== TASK ==
Where a line of the data holds the word "orange", copy that line.

***** ENTRIES SUPPLIED *****

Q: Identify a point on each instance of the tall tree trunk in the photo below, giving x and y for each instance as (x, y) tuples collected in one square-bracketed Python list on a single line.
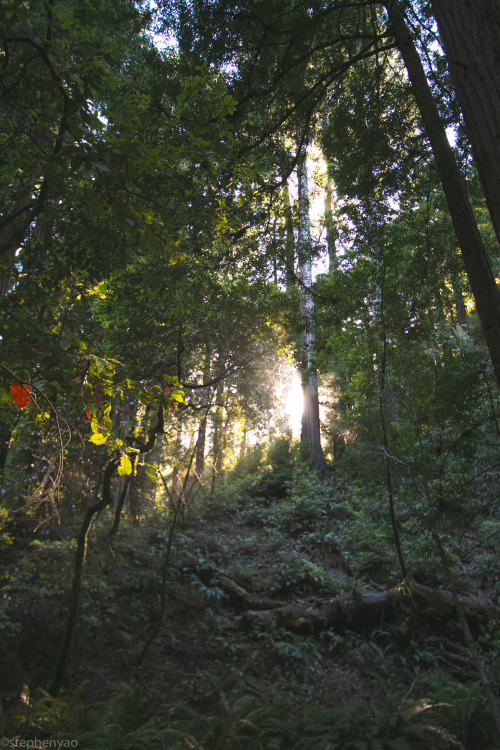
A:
[(310, 433), (290, 244), (331, 231), (477, 264), (199, 464), (218, 427), (470, 33)]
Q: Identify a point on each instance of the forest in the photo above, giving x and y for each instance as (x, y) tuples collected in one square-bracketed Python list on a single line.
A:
[(250, 374)]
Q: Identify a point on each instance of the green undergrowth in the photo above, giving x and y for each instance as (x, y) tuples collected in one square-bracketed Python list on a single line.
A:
[(220, 676)]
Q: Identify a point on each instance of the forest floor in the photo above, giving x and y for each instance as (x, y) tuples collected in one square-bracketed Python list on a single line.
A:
[(243, 659)]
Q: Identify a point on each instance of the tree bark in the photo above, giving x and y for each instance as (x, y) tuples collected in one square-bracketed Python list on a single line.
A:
[(331, 231), (470, 34), (477, 264), (310, 432)]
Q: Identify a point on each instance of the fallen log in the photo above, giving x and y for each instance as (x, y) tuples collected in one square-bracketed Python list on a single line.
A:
[(367, 611)]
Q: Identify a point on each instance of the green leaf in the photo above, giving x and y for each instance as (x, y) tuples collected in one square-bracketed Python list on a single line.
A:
[(98, 438), (125, 467)]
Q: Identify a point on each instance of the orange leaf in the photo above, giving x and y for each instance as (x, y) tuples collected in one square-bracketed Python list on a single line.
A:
[(20, 394)]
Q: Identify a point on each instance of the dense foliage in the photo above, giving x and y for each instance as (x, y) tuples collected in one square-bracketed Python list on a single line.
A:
[(170, 176)]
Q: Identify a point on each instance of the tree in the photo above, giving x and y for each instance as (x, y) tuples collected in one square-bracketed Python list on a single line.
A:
[(476, 261), (469, 33), (311, 433)]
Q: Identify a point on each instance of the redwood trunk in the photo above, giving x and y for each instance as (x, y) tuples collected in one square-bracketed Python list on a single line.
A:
[(310, 433), (470, 33), (477, 264)]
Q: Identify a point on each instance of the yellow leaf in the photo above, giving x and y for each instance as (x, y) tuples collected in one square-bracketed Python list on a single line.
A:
[(125, 466), (98, 438)]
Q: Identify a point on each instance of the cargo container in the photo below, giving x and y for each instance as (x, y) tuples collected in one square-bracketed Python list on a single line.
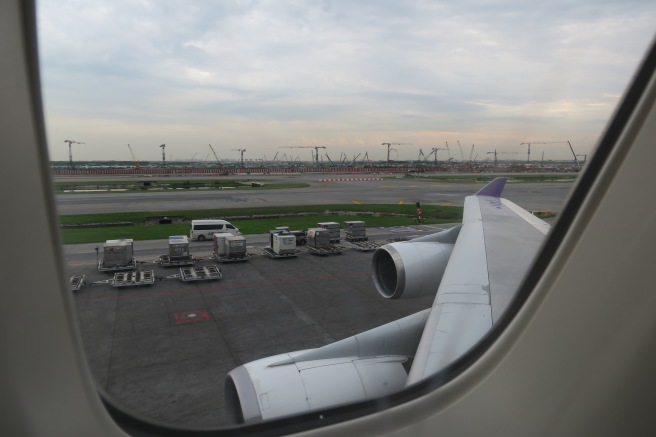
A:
[(235, 247), (219, 243), (284, 244), (318, 237), (118, 255)]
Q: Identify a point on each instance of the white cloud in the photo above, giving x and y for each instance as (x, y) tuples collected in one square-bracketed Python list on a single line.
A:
[(262, 73)]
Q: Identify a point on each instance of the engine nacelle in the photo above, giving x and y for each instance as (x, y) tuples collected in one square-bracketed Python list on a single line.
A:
[(413, 268), (365, 366), (261, 390)]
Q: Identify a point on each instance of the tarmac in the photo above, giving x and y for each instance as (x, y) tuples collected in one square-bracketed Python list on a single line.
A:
[(163, 350)]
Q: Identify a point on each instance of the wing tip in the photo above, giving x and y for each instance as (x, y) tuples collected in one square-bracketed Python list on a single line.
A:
[(494, 188)]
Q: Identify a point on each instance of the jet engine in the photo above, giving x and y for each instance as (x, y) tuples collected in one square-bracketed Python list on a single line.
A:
[(368, 365), (413, 268)]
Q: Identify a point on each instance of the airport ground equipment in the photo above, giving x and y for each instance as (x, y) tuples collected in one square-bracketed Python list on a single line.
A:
[(199, 273), (77, 281), (130, 279), (363, 245), (319, 242), (355, 231), (333, 229), (234, 249), (178, 253), (318, 238), (301, 235), (282, 244), (117, 255), (229, 248), (328, 250)]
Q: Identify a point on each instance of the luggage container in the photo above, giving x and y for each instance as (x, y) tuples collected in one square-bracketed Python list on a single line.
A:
[(234, 249), (219, 243), (178, 252), (280, 240), (284, 244), (118, 255), (355, 231), (333, 229), (318, 237)]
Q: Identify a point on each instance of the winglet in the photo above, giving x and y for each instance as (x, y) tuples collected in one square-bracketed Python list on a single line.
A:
[(493, 189)]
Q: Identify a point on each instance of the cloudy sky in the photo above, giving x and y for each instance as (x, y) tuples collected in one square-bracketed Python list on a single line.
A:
[(348, 75)]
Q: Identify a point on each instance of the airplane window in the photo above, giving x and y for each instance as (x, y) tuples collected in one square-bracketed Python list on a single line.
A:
[(393, 170)]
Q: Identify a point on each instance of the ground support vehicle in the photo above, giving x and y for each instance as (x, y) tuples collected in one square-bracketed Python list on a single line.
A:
[(198, 273), (168, 261), (130, 279), (301, 237), (267, 251), (77, 281), (327, 250), (102, 267), (363, 245), (230, 259)]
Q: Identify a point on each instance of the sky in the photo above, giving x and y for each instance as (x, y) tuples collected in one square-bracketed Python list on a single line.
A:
[(348, 75)]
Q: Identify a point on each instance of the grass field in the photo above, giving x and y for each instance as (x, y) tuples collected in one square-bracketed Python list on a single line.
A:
[(250, 220)]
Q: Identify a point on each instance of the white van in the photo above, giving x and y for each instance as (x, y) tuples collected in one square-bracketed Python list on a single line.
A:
[(204, 229)]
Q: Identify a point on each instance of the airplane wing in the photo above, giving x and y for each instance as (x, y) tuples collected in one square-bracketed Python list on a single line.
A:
[(495, 247), (475, 269)]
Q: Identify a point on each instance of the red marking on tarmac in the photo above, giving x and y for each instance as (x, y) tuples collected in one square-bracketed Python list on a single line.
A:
[(311, 279), (350, 179), (191, 317)]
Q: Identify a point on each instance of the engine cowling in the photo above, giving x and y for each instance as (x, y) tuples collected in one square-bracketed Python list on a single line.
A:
[(258, 391), (368, 365), (413, 268)]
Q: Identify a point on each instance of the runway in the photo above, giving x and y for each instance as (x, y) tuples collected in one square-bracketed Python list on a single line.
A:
[(151, 364), (530, 196)]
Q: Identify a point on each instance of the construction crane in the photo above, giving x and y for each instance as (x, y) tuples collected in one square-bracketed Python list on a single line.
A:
[(241, 152), (389, 147), (434, 153), (217, 158), (332, 164), (448, 151), (315, 155), (137, 164), (499, 153), (462, 155), (576, 161), (70, 153)]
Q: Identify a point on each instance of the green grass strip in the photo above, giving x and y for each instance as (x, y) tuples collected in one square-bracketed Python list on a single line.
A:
[(433, 214)]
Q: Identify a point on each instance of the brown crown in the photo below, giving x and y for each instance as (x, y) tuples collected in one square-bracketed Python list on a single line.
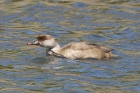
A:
[(44, 37)]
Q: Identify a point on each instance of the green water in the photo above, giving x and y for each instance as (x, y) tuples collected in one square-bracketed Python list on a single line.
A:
[(27, 69)]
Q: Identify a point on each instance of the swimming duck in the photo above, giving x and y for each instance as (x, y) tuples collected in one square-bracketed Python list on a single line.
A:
[(74, 50)]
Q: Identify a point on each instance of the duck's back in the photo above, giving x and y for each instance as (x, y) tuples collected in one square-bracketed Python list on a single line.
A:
[(82, 50)]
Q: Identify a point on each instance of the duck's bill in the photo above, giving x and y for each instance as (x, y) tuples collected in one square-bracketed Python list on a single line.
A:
[(33, 43)]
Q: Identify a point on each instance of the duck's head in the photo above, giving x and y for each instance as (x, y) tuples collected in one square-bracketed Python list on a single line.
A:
[(44, 41)]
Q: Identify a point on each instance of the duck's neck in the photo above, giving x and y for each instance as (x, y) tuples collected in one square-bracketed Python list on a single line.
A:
[(56, 48)]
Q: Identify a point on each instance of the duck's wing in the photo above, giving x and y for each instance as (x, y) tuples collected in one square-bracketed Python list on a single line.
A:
[(104, 48), (84, 46)]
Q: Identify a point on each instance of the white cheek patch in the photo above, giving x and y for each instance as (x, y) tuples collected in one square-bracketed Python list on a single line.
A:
[(48, 43)]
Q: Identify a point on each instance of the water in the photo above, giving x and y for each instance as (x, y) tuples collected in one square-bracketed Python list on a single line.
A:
[(27, 69)]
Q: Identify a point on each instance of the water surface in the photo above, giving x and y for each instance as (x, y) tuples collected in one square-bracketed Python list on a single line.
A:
[(114, 23)]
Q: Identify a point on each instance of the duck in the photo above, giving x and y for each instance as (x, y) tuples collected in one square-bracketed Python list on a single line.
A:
[(73, 50)]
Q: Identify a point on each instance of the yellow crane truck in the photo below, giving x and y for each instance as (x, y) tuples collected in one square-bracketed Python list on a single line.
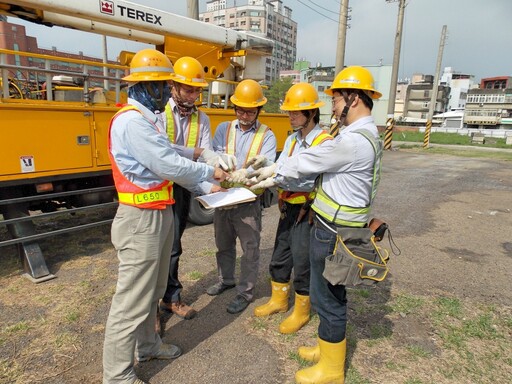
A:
[(55, 111)]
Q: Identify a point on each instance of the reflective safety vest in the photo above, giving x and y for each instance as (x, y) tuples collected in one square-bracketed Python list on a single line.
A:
[(255, 149), (192, 138), (158, 197), (301, 197), (344, 215)]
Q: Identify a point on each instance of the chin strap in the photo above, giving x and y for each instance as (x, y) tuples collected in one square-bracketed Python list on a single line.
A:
[(301, 127), (335, 128), (184, 108)]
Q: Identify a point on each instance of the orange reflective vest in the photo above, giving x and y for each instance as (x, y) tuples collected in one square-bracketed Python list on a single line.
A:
[(301, 197), (158, 197)]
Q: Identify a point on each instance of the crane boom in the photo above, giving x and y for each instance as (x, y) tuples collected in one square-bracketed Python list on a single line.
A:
[(125, 19)]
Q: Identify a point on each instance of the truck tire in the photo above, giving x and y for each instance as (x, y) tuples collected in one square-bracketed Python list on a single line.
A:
[(198, 214)]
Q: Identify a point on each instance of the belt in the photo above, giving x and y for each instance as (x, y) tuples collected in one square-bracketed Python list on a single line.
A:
[(238, 205), (331, 227)]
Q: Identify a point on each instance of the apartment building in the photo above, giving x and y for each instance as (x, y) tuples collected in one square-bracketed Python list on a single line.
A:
[(490, 105), (459, 84), (270, 19), (418, 96)]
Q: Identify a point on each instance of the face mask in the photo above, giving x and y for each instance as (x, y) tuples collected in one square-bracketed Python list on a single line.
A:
[(154, 95)]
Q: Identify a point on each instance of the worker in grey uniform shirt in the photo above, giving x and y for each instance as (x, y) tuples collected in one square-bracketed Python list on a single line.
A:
[(349, 169), (144, 165), (244, 138), (189, 129), (291, 248)]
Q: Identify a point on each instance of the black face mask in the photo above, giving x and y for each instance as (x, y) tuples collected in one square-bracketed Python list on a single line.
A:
[(154, 95)]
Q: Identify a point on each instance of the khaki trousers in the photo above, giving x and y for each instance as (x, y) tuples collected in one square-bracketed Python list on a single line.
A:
[(243, 222), (143, 240)]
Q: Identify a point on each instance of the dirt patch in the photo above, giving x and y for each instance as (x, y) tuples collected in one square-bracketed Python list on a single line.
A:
[(443, 315)]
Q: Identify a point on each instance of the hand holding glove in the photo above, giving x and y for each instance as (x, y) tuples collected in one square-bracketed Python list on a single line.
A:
[(263, 173), (225, 161), (257, 162), (229, 160), (266, 183), (239, 176)]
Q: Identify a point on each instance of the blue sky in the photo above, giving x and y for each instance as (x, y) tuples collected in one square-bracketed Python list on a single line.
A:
[(479, 34)]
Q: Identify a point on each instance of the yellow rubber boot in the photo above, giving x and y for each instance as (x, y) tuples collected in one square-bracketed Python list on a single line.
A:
[(299, 316), (310, 353), (278, 301), (330, 369)]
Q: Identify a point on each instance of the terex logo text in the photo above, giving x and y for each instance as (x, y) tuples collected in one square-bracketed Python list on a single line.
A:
[(107, 7)]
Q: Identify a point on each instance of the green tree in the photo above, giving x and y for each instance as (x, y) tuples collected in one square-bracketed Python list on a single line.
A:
[(275, 94)]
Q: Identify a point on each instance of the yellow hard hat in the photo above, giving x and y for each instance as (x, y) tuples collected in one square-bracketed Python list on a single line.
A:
[(189, 71), (300, 97), (354, 77), (248, 94), (150, 65)]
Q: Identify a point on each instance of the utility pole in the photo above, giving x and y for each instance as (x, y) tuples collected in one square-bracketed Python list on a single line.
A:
[(342, 37), (390, 124), (340, 54), (435, 86)]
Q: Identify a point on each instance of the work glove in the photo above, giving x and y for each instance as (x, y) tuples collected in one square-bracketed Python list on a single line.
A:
[(257, 162), (239, 176), (222, 160), (266, 183), (263, 173), (229, 160)]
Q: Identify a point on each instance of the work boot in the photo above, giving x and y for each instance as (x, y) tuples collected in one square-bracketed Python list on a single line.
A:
[(166, 352), (310, 353), (330, 369), (299, 316), (218, 288), (278, 300), (180, 309)]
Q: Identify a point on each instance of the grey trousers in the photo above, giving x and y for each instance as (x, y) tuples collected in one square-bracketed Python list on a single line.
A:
[(243, 222), (143, 241)]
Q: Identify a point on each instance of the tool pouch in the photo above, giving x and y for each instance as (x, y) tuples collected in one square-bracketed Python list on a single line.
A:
[(356, 260)]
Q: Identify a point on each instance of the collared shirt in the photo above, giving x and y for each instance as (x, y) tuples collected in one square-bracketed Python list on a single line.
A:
[(181, 129), (243, 142), (345, 162), (145, 156), (308, 183)]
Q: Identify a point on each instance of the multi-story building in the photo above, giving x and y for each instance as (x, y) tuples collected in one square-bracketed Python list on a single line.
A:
[(418, 96), (459, 84), (490, 105), (321, 78), (266, 18)]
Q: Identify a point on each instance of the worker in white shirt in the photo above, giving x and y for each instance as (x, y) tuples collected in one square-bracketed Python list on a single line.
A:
[(349, 170)]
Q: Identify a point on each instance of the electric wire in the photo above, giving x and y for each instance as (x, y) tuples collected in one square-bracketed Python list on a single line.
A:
[(314, 10)]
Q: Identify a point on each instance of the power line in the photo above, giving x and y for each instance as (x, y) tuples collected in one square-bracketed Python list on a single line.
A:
[(328, 10), (314, 10)]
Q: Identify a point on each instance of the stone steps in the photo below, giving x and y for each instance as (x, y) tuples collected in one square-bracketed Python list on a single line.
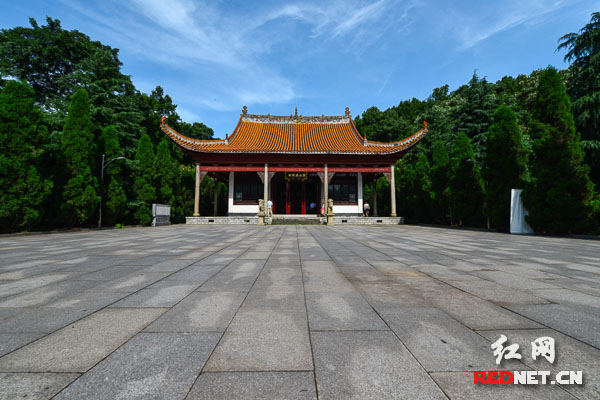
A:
[(296, 221)]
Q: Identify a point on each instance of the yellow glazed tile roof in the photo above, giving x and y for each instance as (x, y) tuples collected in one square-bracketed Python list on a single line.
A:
[(294, 135)]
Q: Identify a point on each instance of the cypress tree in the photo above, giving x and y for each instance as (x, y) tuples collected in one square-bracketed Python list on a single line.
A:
[(422, 194), (558, 196), (504, 166), (23, 188), (165, 170), (143, 188), (439, 182), (80, 197), (465, 188), (116, 200)]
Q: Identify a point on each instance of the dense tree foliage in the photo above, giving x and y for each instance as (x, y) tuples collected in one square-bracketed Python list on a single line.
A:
[(465, 187), (80, 197), (505, 164), (583, 51), (560, 190), (21, 134), (116, 199), (144, 190)]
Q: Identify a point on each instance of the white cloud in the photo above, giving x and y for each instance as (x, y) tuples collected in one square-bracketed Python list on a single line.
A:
[(480, 24), (225, 54)]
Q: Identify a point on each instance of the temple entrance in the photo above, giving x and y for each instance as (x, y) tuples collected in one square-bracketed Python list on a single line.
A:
[(293, 193)]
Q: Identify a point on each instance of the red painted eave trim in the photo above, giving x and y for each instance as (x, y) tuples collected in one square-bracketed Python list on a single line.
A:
[(218, 168)]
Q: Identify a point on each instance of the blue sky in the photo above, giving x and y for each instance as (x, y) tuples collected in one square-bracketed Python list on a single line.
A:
[(213, 58)]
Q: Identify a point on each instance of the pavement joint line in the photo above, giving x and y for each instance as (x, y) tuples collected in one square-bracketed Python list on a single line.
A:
[(312, 352)]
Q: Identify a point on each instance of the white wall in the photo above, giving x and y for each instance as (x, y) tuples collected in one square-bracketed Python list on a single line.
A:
[(233, 209)]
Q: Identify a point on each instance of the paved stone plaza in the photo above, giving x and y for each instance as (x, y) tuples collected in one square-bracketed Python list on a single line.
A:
[(278, 312)]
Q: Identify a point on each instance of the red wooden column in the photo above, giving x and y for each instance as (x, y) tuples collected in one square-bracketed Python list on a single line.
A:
[(303, 202), (287, 197)]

*****

== OUTPUT FOR THIS EXERCISE ==
Q: Identify a point on each instance of the orange leaf in the photo above, giving x and y for each instance as (x, y) tuples collected in one square-bracketed Python list on a single line.
Q: Identify a point on each instance of the orange reflective vest in the photo above, giving x and y for each instance as (x, y) tuples collected in one square-bracketed Python list on a single line.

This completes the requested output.